*Directive*. Reproduce the listing below from its first line through the line containing "x=296, y=409", both included, shifting every coordinate in the answers by adding 104 to each number. Keep all other lines unchanged, and leave the pictures out of your reply.

--- START OF Data to use ---

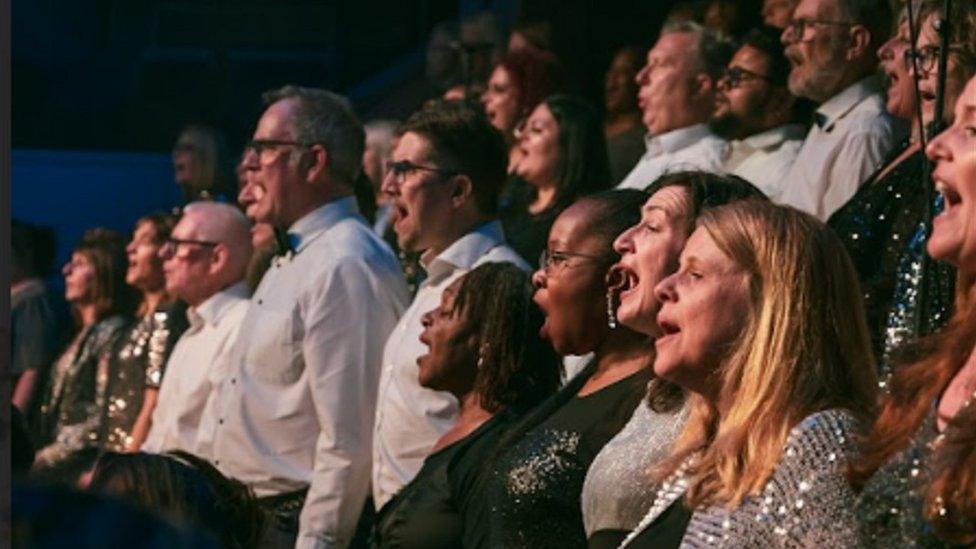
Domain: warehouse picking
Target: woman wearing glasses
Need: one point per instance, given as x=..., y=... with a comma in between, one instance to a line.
x=70, y=425
x=136, y=365
x=530, y=496
x=562, y=157
x=880, y=225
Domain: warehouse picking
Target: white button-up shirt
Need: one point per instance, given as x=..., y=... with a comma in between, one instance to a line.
x=764, y=159
x=195, y=366
x=410, y=418
x=690, y=148
x=853, y=138
x=296, y=409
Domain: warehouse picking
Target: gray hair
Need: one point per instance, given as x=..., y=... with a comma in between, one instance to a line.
x=326, y=118
x=714, y=49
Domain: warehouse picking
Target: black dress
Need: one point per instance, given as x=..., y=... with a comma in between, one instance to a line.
x=533, y=490
x=430, y=511
x=527, y=233
x=884, y=230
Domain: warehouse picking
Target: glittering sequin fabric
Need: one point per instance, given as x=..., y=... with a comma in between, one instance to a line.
x=806, y=503
x=883, y=228
x=534, y=490
x=890, y=506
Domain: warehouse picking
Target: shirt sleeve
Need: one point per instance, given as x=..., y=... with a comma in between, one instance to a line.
x=344, y=320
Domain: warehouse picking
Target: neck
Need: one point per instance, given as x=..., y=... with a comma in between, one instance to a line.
x=544, y=197
x=87, y=314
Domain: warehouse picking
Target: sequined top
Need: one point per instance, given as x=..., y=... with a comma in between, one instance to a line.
x=136, y=363
x=883, y=228
x=890, y=506
x=618, y=490
x=806, y=503
x=534, y=488
x=72, y=412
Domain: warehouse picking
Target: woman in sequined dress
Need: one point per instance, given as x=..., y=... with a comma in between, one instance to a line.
x=883, y=226
x=137, y=363
x=763, y=329
x=618, y=491
x=70, y=425
x=530, y=496
x=918, y=465
x=484, y=347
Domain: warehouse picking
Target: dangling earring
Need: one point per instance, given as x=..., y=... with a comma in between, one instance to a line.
x=611, y=310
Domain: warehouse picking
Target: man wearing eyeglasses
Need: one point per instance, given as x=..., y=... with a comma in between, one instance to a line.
x=446, y=173
x=831, y=45
x=756, y=112
x=204, y=261
x=293, y=417
x=677, y=95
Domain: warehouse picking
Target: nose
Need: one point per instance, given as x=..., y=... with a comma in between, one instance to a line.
x=664, y=291
x=539, y=279
x=625, y=242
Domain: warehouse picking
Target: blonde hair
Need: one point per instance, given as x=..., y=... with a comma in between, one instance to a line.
x=804, y=348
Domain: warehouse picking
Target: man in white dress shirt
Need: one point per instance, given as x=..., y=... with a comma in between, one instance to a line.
x=205, y=259
x=831, y=45
x=447, y=171
x=754, y=110
x=293, y=417
x=677, y=96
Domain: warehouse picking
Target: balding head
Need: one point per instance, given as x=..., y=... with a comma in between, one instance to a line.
x=214, y=254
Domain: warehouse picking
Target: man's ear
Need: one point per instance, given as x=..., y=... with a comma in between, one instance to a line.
x=462, y=189
x=315, y=162
x=859, y=42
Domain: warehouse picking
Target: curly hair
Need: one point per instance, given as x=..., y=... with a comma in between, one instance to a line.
x=516, y=366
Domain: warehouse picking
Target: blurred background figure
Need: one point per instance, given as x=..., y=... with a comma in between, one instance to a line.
x=184, y=489
x=39, y=321
x=69, y=426
x=622, y=122
x=202, y=165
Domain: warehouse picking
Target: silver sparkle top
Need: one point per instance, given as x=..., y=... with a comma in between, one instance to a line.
x=618, y=490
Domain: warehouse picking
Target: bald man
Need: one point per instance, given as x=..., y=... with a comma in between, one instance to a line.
x=205, y=260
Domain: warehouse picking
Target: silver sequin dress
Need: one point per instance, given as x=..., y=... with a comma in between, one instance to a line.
x=618, y=491
x=806, y=503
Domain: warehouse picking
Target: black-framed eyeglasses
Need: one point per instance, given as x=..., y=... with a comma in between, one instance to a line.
x=261, y=145
x=400, y=168
x=171, y=244
x=550, y=261
x=737, y=75
x=926, y=58
x=801, y=30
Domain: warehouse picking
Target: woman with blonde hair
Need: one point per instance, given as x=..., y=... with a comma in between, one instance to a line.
x=918, y=464
x=762, y=327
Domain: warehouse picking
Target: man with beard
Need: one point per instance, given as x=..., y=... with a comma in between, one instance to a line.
x=292, y=417
x=677, y=97
x=754, y=109
x=446, y=173
x=831, y=45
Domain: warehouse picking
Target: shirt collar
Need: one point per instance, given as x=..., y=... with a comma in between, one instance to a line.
x=774, y=137
x=675, y=140
x=214, y=307
x=465, y=251
x=844, y=102
x=316, y=222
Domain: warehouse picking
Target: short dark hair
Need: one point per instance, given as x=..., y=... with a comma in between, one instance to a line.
x=585, y=165
x=462, y=139
x=766, y=40
x=517, y=367
x=327, y=118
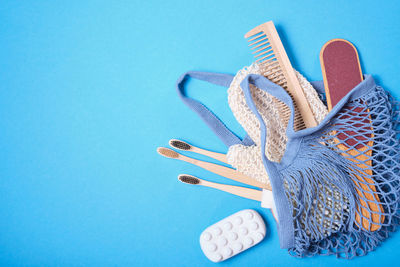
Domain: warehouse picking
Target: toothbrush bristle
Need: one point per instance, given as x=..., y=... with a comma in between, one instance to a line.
x=188, y=179
x=180, y=145
x=166, y=152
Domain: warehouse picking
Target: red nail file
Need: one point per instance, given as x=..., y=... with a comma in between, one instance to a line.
x=342, y=72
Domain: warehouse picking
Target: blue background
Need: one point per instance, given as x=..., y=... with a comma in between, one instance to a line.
x=87, y=95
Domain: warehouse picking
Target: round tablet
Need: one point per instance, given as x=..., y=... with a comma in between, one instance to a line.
x=233, y=235
x=212, y=247
x=217, y=231
x=258, y=236
x=254, y=226
x=228, y=226
x=243, y=231
x=207, y=236
x=238, y=246
x=249, y=215
x=222, y=241
x=248, y=241
x=227, y=252
x=238, y=220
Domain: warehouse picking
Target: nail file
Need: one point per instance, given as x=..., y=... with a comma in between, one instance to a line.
x=232, y=235
x=342, y=72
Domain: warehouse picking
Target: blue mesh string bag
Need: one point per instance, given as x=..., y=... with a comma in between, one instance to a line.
x=336, y=188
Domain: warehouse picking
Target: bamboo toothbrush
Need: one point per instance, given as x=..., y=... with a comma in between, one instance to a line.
x=270, y=52
x=264, y=196
x=342, y=72
x=236, y=190
x=181, y=145
x=215, y=168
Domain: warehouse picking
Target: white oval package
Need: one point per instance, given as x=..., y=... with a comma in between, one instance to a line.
x=232, y=235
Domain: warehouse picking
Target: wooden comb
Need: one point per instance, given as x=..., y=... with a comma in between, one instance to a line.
x=269, y=52
x=342, y=72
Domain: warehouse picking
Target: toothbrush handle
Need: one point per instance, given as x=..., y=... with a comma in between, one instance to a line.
x=226, y=172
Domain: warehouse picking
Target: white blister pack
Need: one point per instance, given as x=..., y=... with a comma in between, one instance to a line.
x=232, y=235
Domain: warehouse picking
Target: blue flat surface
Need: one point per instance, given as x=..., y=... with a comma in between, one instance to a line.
x=87, y=95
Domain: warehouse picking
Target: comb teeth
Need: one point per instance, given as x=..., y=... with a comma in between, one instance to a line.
x=271, y=56
x=263, y=49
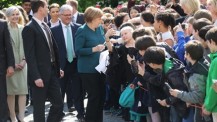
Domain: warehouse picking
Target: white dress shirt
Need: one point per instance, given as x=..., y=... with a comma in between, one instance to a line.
x=64, y=27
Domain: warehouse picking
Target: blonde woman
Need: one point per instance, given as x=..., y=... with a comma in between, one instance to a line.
x=212, y=7
x=17, y=84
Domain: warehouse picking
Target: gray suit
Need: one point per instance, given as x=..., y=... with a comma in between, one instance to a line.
x=6, y=60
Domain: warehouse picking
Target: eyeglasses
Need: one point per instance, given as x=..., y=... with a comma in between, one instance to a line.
x=66, y=15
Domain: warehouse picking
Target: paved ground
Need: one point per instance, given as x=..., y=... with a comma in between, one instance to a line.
x=69, y=117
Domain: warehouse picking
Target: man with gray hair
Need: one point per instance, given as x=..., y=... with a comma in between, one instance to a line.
x=64, y=35
x=77, y=17
x=42, y=57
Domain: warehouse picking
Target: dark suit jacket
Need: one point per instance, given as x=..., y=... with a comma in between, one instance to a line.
x=6, y=50
x=60, y=40
x=37, y=53
x=80, y=19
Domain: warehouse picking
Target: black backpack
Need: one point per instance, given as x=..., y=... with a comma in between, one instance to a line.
x=175, y=79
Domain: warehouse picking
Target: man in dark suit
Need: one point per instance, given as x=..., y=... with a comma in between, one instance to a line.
x=64, y=35
x=6, y=67
x=42, y=57
x=77, y=16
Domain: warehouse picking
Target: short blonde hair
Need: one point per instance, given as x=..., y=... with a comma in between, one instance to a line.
x=191, y=5
x=214, y=2
x=92, y=13
x=73, y=3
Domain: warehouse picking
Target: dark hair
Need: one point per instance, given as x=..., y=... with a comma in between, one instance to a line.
x=54, y=5
x=212, y=35
x=73, y=3
x=166, y=18
x=2, y=15
x=141, y=32
x=136, y=8
x=144, y=42
x=147, y=17
x=36, y=4
x=108, y=10
x=124, y=9
x=127, y=24
x=119, y=19
x=203, y=13
x=198, y=24
x=194, y=49
x=204, y=30
x=154, y=55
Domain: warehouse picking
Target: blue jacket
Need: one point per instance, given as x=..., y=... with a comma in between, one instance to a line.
x=179, y=47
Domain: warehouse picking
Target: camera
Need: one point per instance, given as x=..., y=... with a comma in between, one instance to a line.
x=134, y=67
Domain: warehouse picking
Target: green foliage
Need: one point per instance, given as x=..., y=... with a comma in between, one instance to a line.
x=8, y=3
x=83, y=4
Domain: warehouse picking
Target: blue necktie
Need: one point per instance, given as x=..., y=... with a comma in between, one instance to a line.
x=69, y=44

--- END OF Data to use ---

*Reply to the exercise*.
Domain: warehouse picking
Target: woman wearing glasses
Need: one point per instance, given as x=..., y=... with a comma in between, one instance to a line.
x=174, y=529
x=240, y=469
x=634, y=600
x=666, y=261
x=984, y=329
Domain: warehouse picking
Target: white button-up shirt
Need: one point per instance, given as x=..., y=... with a comma in between, one instance to a line.
x=868, y=263
x=299, y=470
x=514, y=522
x=794, y=252
x=957, y=242
x=400, y=513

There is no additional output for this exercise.